_GIVEN DATA:_
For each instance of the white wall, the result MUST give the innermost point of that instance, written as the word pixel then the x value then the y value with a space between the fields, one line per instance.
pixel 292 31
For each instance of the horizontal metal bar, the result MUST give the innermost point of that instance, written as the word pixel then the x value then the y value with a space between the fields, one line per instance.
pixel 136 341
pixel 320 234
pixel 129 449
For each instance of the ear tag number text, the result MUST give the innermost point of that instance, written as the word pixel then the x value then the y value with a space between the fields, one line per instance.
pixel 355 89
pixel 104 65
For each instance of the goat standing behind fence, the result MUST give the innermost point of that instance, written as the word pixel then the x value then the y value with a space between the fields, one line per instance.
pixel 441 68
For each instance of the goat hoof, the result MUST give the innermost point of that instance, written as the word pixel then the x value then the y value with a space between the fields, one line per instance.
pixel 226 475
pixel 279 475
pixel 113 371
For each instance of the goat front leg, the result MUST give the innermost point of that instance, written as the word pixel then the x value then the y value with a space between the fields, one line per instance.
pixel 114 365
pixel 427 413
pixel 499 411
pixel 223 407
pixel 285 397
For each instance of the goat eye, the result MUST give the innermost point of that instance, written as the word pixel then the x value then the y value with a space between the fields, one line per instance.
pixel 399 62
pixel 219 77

---

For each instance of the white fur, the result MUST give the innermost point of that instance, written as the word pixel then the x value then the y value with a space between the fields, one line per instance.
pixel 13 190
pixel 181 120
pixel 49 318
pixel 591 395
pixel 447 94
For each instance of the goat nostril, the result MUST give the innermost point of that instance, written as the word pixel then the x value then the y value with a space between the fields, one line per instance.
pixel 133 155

_WHAT TO DO:_
Rewrite the items from the line containing "For each instance of the ear" through the line containing "pixel 441 68", inclusive, with "fence" replaced by "gate" and nothing else changed.

_ANSWER BELOW:_
For each instance of the ear tag number text, the result MUST give the innermost point of that instance, written as the word pixel then the x value then the y value with a space between the fields, one line per instance.
pixel 355 89
pixel 104 65
For each instance of the goat standing behind gate, the result MUST give the innermost point of that instance, written as the word pixel then the x value then the y value with a space between the fields, one line per instance.
pixel 441 68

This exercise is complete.